*Directions for this task*
Could you print every entry below exactly as given?

---------- Data

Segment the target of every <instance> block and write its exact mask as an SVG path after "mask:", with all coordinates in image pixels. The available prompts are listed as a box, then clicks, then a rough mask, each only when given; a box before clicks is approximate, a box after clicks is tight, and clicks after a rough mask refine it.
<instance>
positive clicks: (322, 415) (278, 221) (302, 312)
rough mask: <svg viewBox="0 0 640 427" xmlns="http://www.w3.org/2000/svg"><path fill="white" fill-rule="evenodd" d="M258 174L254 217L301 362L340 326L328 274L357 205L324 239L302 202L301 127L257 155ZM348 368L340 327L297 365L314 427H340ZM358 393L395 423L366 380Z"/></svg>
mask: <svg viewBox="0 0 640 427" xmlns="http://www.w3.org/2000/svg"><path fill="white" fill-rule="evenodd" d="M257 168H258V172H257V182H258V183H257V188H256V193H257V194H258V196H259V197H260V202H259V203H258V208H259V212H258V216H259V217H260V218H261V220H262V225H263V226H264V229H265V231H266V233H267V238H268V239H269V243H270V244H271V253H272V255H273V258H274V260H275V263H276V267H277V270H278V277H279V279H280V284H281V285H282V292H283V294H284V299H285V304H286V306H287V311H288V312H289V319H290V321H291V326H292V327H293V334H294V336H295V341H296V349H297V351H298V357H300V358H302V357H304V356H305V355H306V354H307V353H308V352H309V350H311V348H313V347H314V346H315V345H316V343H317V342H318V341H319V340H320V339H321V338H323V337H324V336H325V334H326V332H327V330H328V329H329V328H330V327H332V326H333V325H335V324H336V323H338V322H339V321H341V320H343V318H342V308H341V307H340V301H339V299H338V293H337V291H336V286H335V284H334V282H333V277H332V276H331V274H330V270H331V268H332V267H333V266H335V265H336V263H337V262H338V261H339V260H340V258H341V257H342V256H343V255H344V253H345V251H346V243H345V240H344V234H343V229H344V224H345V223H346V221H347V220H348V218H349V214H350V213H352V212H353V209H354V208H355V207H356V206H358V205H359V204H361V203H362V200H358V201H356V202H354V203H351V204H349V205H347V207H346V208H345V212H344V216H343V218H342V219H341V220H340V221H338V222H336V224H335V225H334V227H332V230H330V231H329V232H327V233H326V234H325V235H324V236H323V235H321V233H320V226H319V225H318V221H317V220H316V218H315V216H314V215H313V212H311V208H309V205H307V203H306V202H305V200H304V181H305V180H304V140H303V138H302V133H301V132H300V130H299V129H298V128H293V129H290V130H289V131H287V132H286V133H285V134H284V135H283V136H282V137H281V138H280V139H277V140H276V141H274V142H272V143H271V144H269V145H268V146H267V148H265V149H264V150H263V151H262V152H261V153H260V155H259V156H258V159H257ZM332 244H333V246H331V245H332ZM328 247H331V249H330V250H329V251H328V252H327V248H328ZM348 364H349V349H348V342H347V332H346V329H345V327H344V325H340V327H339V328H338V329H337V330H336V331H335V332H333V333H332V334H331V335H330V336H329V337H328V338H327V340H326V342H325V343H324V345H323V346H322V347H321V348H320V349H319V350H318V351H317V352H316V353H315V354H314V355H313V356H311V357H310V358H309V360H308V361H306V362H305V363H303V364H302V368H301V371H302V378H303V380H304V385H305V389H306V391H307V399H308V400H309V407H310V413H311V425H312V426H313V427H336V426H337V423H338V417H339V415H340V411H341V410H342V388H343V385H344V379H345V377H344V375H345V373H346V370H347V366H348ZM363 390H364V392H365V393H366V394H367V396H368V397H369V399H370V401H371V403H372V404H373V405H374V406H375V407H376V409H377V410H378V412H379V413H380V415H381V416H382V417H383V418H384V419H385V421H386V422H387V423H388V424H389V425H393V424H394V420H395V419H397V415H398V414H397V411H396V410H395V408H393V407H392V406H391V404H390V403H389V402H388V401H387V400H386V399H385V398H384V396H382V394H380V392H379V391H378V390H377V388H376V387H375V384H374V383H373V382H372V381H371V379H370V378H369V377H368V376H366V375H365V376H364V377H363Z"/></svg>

--------------------

*Solution to this exercise*
Segment the target of every <instance> block and write its exact mask as an SVG path after "mask:", with all coordinates in image pixels. The available prompts are listed as a box, then clicks, then a rough mask, each only when given; a box before clicks is approximate, a box after clicks is tight, and clicks after a rough mask refine it.
<instance>
positive clicks: (322, 415) (278, 221) (302, 312)
rough mask: <svg viewBox="0 0 640 427" xmlns="http://www.w3.org/2000/svg"><path fill="white" fill-rule="evenodd" d="M258 174L254 217L301 362L340 326L328 274L357 205L324 239L302 202L301 127L257 155ZM348 368L340 327L297 365L314 427H340ZM358 393L395 423L366 380Z"/></svg>
mask: <svg viewBox="0 0 640 427" xmlns="http://www.w3.org/2000/svg"><path fill="white" fill-rule="evenodd" d="M257 168H258V172H257V182H258V183H257V188H256V193H257V194H258V196H259V197H260V202H259V203H258V208H259V212H258V216H259V217H260V218H261V220H262V225H263V226H264V229H265V231H266V233H267V238H268V239H269V243H270V244H271V253H272V255H273V258H274V260H275V263H276V267H277V270H278V277H279V279H280V284H281V285H282V292H283V294H284V299H285V304H286V306H287V311H288V312H289V319H290V321H291V326H292V327H293V334H294V336H295V341H296V349H297V351H298V357H300V358H302V357H304V356H305V355H306V354H307V353H308V352H309V350H311V348H313V347H314V346H315V345H316V343H317V342H318V341H319V340H320V339H321V338H323V337H324V336H325V334H326V332H327V330H328V329H329V328H330V327H332V326H333V325H335V324H336V323H338V322H339V321H341V320H343V318H342V308H341V307H340V301H339V299H338V293H337V291H336V286H335V284H334V282H333V277H332V276H331V274H330V270H331V268H332V267H333V266H335V265H336V263H337V262H338V261H339V260H340V258H341V257H342V256H343V255H344V253H345V251H346V243H345V240H344V234H343V229H344V224H345V223H346V221H347V220H348V218H349V214H350V213H352V212H353V209H354V208H355V207H356V206H358V205H359V204H361V203H362V200H358V201H356V202H354V203H351V204H349V205H347V207H346V208H345V212H344V216H343V218H342V219H341V220H340V221H338V222H336V224H335V225H334V227H332V230H330V231H329V232H327V233H326V234H325V235H324V236H323V235H321V233H320V226H319V225H318V221H317V220H316V218H315V216H314V215H313V212H311V208H309V205H307V203H306V202H305V200H304V181H305V180H304V140H303V138H302V133H301V132H300V130H299V129H298V128H293V129H290V130H289V131H287V132H286V133H285V134H284V135H283V136H282V137H281V138H280V139H277V140H276V141H274V142H272V143H271V144H269V145H268V146H267V148H265V149H264V150H263V151H262V152H261V153H260V155H259V156H258V159H257ZM332 244H333V246H331V245H332ZM328 247H331V249H330V250H329V251H328V252H327V248H328ZM348 364H349V349H348V342H347V332H346V329H345V327H344V325H340V327H339V328H338V329H337V330H336V331H335V332H333V333H332V334H331V335H330V336H329V337H328V338H327V340H326V342H325V343H324V345H323V346H322V347H321V348H320V349H319V350H318V351H317V352H316V353H315V354H314V355H313V356H311V357H310V358H309V360H308V361H306V362H305V363H303V364H302V368H301V371H302V378H303V380H304V385H305V389H306V391H307V399H308V400H309V407H310V413H311V425H312V426H313V427H336V426H337V423H338V417H339V415H340V411H341V410H342V388H343V385H344V379H345V377H344V375H345V373H346V370H347V366H348ZM363 390H364V392H365V393H366V394H367V396H368V397H369V399H370V401H371V403H372V404H373V405H374V406H375V407H376V409H377V410H378V412H379V413H380V415H381V416H382V417H383V418H384V419H385V421H386V422H387V423H388V424H389V425H393V424H394V420H395V419H397V415H398V414H397V411H396V410H395V408H393V407H392V406H391V404H390V403H389V402H388V401H387V400H386V399H385V398H384V396H382V394H380V392H379V391H378V390H377V388H376V387H375V384H374V383H373V382H372V381H371V379H370V378H369V377H368V376H366V375H365V376H364V377H363Z"/></svg>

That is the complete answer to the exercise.